_GIVEN TASK:_
Rewrite the items below so that each "Input query" becomes "Search text", keeping everything else the same.

Records in a dataset:
-------------------------

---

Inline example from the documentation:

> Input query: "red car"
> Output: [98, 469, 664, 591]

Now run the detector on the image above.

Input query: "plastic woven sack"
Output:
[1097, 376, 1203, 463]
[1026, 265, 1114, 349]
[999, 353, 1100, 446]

-------------------------

_THE COMPLETED TASK:_
---

Inline example from the documentation:

> Search text: "red car"
> Output: [98, 469, 664, 591]

Now run the detector on the image above.

Search text: "plastic woven sack"
Output:
[1097, 376, 1203, 463]
[1026, 265, 1114, 349]
[999, 353, 1100, 446]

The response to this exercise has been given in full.